Hi,

The reason I tend to suggest this is for portability and debugging
reasons. (Before and even since libevent came into existence.)

If you do it right, you can stub / inline out all of the wrapper
functions in userland and translate them to straight system or library
calls.

Anyway. I'm all for making kqueue better. I just worry that adding
little hacks here and there isn't the right way to do it. If you want
to guarantee specific behaviours with kqueue, you should likely define
how it should work in its entirety and see if it will cause
architectural difficulties down the track. Until that is done, I think
you have no excuse to get your code working as needed.

Don't blame kqueue because what (iirc) is not defined behaviour isn't
defined in a way that makes you happy :)



Adrian

On 13 May 2013 09:36, Eugen-Andrei Gavriloaie <shir...@gmail.com> wrote:
> Hi Adrian,
>
> All the tricks, work arounds, paradigms suggested/implemented by us, the kq 
> users, are greatly simplified by simply adding that thing that Paul is 
> suggesting. What you are saying here is to basically do not-so-natural things 
> to overcome a real problem which can be very easy and non-intrusivly solved 
> at lower levels. Seriously, if you truly believe that you can put the equal 
> sign between the complexity of the user space code and the wanted patch in 
> kqueue kernel side, than I simply shut up.

#### [Data entries]

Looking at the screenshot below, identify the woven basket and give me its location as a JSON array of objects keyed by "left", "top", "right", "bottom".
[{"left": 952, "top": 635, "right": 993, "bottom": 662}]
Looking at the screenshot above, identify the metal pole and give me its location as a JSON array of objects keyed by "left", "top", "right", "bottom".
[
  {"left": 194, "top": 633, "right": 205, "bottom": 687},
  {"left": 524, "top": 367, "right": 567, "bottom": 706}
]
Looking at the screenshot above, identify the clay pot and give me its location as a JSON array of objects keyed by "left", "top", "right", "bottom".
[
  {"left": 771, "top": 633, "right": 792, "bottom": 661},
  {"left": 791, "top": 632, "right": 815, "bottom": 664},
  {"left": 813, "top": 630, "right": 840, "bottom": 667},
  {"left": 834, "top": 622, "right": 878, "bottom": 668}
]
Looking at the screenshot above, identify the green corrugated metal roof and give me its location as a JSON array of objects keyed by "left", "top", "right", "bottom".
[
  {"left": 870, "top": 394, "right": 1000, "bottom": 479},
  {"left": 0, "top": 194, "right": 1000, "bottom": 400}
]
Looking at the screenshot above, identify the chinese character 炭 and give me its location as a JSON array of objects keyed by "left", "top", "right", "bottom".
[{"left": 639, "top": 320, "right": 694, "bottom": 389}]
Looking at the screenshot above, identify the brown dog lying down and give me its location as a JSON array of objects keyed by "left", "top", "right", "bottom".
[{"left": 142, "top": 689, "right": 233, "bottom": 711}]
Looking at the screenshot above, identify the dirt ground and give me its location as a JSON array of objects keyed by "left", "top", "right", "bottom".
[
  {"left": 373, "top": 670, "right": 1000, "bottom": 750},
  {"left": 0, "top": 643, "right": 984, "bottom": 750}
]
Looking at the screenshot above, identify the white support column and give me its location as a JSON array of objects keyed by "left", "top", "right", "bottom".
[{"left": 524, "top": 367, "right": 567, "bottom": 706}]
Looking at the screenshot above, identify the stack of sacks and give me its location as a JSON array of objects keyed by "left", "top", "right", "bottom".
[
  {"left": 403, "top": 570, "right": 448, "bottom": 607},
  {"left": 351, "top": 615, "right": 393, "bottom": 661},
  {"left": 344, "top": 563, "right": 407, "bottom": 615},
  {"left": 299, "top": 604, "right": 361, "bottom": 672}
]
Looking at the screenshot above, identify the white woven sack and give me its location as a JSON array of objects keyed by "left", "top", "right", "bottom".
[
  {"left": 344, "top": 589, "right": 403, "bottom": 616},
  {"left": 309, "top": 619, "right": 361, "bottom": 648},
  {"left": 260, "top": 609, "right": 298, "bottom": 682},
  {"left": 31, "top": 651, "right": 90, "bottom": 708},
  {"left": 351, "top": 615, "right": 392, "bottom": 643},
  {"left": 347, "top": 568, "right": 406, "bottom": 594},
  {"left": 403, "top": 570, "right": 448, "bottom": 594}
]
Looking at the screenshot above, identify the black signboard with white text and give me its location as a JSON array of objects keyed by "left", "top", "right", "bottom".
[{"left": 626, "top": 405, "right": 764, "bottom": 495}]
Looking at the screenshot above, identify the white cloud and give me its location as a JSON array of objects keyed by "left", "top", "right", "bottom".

#### [Challenges]
- A) List every person named in the email about kqueue.
- B) Reproduce the passage of the email about kqueue word for word, starting with "If you do it" and going on through "you happy :)".
- C) Carry the email about kqueue further, beginning after its last sentence.
The entries are separate material and do not belong to the email about kqueue.

#### [Answers in order]
- A) Adrian, Eugen-Andrei Gavriloaie, Paul

- B)
If you do it right, you can stub / inline out all of the wrapper
functions in userland and translate them to straight system or library
calls.

Anyway. I'm all for making kqueue better. I just worry that adding
little hacks here and there isn't the right way to do it. If you want
to guarantee specific behaviours with kqueue, you should likely define
how it should work in its entirety and see if it will cause
architectural difficulties down the track. Until that is done, I think
you have no excuse to get your code working as needed.

Don't blame kqueue because what (iirc) is not defined behaviour isn't
defined in a way that makes you happy :)

- C)
>
> Besides, one of the important points in kq philosophy is simplifying things. 
> I underline the "one of". It is not the goal, of course. Complex things are 
> complex things no matter how hard you try to simplify them. But this is 
> definitely (should) not falling into that category.
>
> ------
> Eugen-Andrei Gavriloaie
> Web: http://www.rtmpd.com
>
> On May 13, 2013, at 6:47 PM, Adrian Chadd <adr...@freebsd.org> wrote:
>
>> ... holy crap.
>>
>> On 13 May 2013 08:37, Eugen-Andrei Gavriloaie <shir...@gmail.com> wrote:
>>> Hi,
>>>
>>> Well, Paul already asked this question like 3-4 times now. Even insisting 
>>> on it. I will also ask it again:
>>> If user code is responsible of tracking down the data associated with the 
>>> signalled entity, what is the point of having user data?
>>> Is rendered completely useless…
>>
>> .. why does everything have to have a well defined purpose that is
>> also suited for use in _all_ situations?
> That is called perfection. I know we can't achieve it, but I like to walk in 
> that direction at least.
>
>>
>>> Not to mention, that your suggestion with FD index is a definite no-go. The 
>>> FD values are re-used. Especially in MT environments. Imagine one kqueue 
>>> call taking place in thread A and another one in thread B. Both threads 
>>> waiting for events.
>>
>> .. so don't do that. I mean, you're already having to write your code
>> to _not_ touch FDs in other threads. I've done this before, it isn't
>> that hard and it doesn't hurt performance.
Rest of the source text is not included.